**提供された抜粋:**

モー・ファラー(モーはモハメドの愛称)が2012年ロンドンの10,000メートル決勝で優勝した時、彼のサクセスストーリーはそこで頂点に達してしまう可能性もありました。残り3周というところから、おなじみのダッシュでフィニッシュラインまで駆け抜け、イギリスに金メダルをもたらしました。そして、幼い娘のリアーナと妊娠中の妻、タニアを抱きしめました。

そこで話は終わりにはなりませんでした。彼は1週間後にスタジアムに戻り、5,000メートル走の決勝に出場したのです。スタート台につく頃、タニアは双子の出産を控えていました。ファラーの頭の中では、金メダル1つでは足りない、2人の赤ん坊が生まれてくるなら、メダルが2つ必要だと考えていました。レースが始まると、ライバルに追いつかれそうになるたびに彼らを引き離すという、今でも語りつがれるすばらしいレース展開をしました。最後には、再びゴールへのダッシュで優勝を掴み取りました。

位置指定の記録
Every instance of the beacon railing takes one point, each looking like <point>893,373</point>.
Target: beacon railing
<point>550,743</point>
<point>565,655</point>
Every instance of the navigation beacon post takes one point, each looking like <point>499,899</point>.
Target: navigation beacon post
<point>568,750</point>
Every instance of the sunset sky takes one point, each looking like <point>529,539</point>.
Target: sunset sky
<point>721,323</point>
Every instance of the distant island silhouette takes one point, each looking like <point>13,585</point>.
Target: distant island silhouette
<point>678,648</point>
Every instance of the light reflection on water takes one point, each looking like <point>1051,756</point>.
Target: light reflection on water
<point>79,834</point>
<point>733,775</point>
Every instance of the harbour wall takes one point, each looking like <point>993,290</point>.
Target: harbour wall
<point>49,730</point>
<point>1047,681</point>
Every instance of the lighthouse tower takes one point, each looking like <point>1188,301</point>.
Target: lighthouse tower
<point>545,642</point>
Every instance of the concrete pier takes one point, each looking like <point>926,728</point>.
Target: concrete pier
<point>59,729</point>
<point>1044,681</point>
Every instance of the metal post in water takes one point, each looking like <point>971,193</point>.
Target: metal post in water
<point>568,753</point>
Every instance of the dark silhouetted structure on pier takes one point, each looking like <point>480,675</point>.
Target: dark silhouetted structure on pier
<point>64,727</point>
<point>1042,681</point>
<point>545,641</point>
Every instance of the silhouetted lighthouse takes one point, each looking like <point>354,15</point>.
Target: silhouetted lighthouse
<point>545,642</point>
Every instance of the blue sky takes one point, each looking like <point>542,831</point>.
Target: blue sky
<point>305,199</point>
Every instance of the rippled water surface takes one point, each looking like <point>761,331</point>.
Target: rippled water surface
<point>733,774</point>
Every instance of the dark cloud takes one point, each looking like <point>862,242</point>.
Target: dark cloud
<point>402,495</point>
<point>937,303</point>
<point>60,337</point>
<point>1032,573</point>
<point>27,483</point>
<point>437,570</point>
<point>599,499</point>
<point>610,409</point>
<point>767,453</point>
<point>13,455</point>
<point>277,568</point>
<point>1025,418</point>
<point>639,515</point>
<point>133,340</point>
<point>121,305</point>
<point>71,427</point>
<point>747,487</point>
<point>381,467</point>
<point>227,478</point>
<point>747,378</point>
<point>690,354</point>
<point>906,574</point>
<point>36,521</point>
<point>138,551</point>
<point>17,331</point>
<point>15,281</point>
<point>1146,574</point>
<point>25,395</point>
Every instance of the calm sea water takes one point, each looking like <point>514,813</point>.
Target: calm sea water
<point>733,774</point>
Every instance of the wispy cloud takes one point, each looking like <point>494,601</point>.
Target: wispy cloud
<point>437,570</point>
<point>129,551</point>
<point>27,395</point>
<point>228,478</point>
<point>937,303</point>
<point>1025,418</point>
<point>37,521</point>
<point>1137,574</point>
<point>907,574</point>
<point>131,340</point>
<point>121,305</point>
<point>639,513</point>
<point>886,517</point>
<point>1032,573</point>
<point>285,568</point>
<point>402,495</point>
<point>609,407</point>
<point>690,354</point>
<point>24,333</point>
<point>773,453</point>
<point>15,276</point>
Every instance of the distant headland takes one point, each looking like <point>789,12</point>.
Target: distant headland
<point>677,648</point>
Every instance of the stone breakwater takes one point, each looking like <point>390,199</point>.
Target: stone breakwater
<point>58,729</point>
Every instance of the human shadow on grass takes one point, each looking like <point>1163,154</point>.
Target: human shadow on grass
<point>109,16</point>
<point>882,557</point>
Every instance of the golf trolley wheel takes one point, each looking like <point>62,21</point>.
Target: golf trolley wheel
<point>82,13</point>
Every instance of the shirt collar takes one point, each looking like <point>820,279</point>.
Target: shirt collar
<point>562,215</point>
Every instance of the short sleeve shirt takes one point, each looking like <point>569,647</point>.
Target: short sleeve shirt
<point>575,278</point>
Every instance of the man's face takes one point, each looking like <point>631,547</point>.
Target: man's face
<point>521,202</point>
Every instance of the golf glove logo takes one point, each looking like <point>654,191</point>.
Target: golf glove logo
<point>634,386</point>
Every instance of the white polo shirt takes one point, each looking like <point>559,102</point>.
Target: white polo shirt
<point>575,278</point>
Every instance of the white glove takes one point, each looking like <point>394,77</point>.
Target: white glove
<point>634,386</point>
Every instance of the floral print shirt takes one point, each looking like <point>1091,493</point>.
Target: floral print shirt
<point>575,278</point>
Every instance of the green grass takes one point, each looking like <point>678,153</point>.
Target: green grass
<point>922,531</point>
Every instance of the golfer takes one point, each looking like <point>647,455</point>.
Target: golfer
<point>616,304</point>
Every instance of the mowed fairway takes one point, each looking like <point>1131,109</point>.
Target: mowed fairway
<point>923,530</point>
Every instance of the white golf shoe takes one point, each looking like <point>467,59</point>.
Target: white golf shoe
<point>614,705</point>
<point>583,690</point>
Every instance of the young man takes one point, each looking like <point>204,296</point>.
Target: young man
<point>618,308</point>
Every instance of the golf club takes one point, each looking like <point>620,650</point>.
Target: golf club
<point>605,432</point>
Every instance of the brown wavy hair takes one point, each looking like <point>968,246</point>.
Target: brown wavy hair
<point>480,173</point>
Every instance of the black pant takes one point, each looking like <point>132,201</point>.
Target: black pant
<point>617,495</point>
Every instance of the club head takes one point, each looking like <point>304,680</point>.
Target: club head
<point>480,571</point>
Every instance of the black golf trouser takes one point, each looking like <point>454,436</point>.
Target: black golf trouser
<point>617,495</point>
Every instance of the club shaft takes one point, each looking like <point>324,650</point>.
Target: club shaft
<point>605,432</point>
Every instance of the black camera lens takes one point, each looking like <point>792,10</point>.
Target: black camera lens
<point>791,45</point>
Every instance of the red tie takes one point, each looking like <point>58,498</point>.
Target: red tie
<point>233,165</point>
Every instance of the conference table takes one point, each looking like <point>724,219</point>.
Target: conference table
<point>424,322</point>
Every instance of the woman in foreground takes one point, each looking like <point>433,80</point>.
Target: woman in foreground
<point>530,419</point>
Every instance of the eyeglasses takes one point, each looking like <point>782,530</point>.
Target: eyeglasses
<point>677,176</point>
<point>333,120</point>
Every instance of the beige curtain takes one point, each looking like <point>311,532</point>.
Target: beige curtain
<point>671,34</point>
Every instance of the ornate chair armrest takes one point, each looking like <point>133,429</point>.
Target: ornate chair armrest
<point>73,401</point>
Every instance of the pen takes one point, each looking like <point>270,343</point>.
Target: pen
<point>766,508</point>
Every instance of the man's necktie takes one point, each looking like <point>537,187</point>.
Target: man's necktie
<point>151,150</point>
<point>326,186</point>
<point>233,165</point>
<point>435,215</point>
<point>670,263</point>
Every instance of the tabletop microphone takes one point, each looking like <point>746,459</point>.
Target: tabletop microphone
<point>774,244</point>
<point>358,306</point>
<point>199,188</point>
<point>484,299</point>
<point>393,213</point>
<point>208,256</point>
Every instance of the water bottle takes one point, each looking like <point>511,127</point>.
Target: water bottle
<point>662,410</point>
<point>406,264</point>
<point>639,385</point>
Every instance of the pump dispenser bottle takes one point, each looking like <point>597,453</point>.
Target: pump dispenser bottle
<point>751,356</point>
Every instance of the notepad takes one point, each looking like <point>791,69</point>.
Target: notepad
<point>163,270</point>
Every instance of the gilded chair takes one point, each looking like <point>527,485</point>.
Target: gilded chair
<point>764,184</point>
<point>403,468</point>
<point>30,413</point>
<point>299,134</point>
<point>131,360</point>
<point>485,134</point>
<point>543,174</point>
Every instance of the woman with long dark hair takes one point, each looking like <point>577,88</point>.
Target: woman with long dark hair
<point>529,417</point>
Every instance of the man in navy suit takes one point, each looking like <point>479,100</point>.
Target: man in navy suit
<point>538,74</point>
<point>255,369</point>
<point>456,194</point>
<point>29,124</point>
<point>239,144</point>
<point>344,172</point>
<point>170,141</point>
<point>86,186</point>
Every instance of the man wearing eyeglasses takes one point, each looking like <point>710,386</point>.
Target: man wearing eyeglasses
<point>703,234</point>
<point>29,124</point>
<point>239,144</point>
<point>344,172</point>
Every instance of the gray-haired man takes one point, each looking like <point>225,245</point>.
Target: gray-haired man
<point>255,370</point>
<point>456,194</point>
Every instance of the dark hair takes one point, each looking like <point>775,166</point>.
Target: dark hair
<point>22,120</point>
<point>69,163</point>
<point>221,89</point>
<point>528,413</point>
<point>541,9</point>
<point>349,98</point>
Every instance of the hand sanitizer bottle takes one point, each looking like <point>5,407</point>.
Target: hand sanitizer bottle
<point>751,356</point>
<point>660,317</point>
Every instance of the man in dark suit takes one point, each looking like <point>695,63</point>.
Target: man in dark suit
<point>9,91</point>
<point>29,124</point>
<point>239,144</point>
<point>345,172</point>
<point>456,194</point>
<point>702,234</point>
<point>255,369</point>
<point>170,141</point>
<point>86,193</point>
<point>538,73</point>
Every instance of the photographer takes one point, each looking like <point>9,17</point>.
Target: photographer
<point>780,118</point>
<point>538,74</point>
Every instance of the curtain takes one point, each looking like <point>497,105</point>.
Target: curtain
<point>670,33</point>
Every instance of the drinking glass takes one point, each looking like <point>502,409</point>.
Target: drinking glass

**取り組む課題:**
A: モー・ファラーについての文章を2文で要約すると、どうなりますか？
B: モー・ファラーについての文章で名前が挙がっている人物は誰ですか？すべて答えてください。
C: モー・ファラーについての文章を、最後の文の後から続けてください。

**解答一覧:**
A: 2012年ロンドンの10,000メートル決勝で、モー・ファラーは残り3周からのダッシュで優勝し、イギリスに金メダルをもたらしました。その1週間後、妻タニアが双子の出産を控える中で5,000メートル決勝に出場し、再びゴールへのダッシュで優勝を掴み取りました。

B: モー・ファラー、リアーナ、タニア

C:
喜びと驚きの表情と共に、腕を大きく広げて、勝利を噛み締めながら、ユニオンジャック(イギリスの国旗)を羽織り、ファラーのおきまりのポーズの「モーボット」ダンスを踊りながら、彼に大きな声援を送ってくれた自国の観衆に応えました。彼は当時を思い出し次のように語っています。「本当に熱烈な支援を受けました。人生最高の瞬間でした。あの時、私の人生は一変しました。あのレースに勝った事は私にとって本当に大きな意味がありました。75,000人が自分の名前を叫んで応援してくれる、これ以上素晴らしいことが他にあるでしょうか。」

ファラーは、ペア、二進法の数字、二面性・・・など、対になっているものの力を理解しています。自身も双子であるファラーは、1993年ソマリアのモガディシュで兄ハッサンの数分後に生まれました。2人が8歳の頃、父親が既に働いていたロンドンに移住する準備をしていた矢先、ハッサンの具合が悪くなり移動することができなくなりました。家族はハッサンを残して行かざるをえなくなり、数ヶ月後に彼を迎えに戻ってきた際には、ソマリアは内戦が勃発して、ハッサンが親戚とやむをえず知らない場所へ避難したことを知りました。結局、ファラー一家は、ハッサンなしでロンドンに戻りました。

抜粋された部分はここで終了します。